Excerpts of location labeling data
::::::
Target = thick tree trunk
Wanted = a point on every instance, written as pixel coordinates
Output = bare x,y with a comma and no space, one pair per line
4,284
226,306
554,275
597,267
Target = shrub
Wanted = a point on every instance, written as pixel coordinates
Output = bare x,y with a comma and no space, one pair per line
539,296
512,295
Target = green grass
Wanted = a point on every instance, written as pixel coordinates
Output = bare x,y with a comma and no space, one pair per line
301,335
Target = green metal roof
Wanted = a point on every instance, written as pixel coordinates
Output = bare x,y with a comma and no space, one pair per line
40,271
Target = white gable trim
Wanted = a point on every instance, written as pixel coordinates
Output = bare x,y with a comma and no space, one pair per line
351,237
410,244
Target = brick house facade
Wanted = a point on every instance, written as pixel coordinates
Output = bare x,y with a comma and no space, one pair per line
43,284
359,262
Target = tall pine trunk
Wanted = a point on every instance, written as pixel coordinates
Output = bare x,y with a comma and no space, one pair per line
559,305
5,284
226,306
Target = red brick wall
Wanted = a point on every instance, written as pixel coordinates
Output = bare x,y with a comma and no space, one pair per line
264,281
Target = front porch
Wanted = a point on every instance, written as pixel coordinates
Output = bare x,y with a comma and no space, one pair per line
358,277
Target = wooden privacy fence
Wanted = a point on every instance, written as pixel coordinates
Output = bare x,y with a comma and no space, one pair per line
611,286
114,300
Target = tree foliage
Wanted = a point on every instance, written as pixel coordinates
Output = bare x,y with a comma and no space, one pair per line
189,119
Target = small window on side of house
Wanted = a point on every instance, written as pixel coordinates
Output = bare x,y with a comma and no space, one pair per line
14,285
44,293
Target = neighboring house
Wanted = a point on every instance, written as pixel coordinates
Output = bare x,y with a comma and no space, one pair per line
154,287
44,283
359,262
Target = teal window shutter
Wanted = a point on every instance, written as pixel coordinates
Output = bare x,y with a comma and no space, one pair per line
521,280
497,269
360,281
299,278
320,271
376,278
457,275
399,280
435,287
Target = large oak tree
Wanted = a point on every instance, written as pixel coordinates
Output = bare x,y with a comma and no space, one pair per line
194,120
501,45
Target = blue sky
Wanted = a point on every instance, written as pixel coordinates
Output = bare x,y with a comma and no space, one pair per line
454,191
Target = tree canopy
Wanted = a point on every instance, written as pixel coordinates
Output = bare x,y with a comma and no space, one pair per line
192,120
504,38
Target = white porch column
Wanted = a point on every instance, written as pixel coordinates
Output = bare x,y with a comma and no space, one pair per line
::::::
> _Problem description_
Copy out every line of the data above word for word, without changing anything.

> _Solution_
Target = thick tree trunk
Wanted = a point on every instance, written as pixel coordinates
Output = bare x,y with a comma and no space, one pair per line
4,284
226,306
554,275
597,267
Target = shrub
Wanted = a point on every instance, written as pixel coordinates
Output = bare x,y with a comma and no space, one pair per line
539,296
512,295
Target = green grass
Wanted = a point on every instance, written as pixel coordinates
Output = bare x,y with a comma and no space, one pair per line
301,335
Target = green metal roof
Wanted = a point on every instance, written as pixel coordinates
Output = bare x,y with a comma and no space, one pair per line
40,271
Target = white gable trim
Wanted = a point on every instance, written as pixel coordinates
Output = bare x,y with a comma and no space, one pair per line
351,237
410,244
Target = brick house facade
Wanted = a point on every instance, written as pixel coordinates
Output = bare x,y with a comma and no space, one pair per line
43,284
359,262
Target = tall pine trunk
Wanted = a point on every instance, written as pixel coordinates
Output = bare x,y with a comma and no space, one pair per line
559,305
5,284
226,306
Target = red brick wall
Wanted = a point on every instance, written as pixel coordinates
Output = bare x,y with a comma and no space, one pair per line
264,281
Target = front porch
Wanted = a point on every instance, written as pixel coordinates
Output = bare x,y with a comma and no space, one pair per line
358,277
Target = wooden privacy fence
Wanted = a point on every instance, written as pixel coordinates
Output = bare x,y with a comma and no space, one pair per line
611,286
114,300
Target = tree foliage
Wanted = a point on every instance, written as pixel coordinates
Output = bare x,y with a comma and no space, one pair per line
189,119
Target = small window on side of house
Wanted = a point on every instance, written as pixel coordinates
Output = bare x,y with a comma and no space, one pair per line
14,285
44,293
Target = neighboring house
Wanted = a point on every instance, written as pixel coordinates
Output = bare x,y with a comma and no space, one pair per line
154,287
44,283
359,262
Target = teal window shutter
Wanted = a point on every instance, written as pixel coordinates
Output = bare x,y with a comma and no space, one pair per line
521,280
497,269
360,281
299,278
320,271
376,278
457,275
399,280
435,287
Target = large oak tree
Wanted = a point on every instance, written as pixel coordinates
Output = bare x,y with a comma and no space, one pair per line
194,120
501,45
Target = blue sky
Wanted = a point on every instance, written as pixel coordinates
Output = bare x,y with a comma and no space, one pair per line
454,191
Target = tree canopy
Wanted = a point on every instance, written as pixel coordinates
Output = bare x,y with a comma and no space, one pair per line
192,120
504,38
Target = white porch column
Wanted = a point on every instance, written as pixel coordinates
Output = bare x,y with a comma and no space, one pair per line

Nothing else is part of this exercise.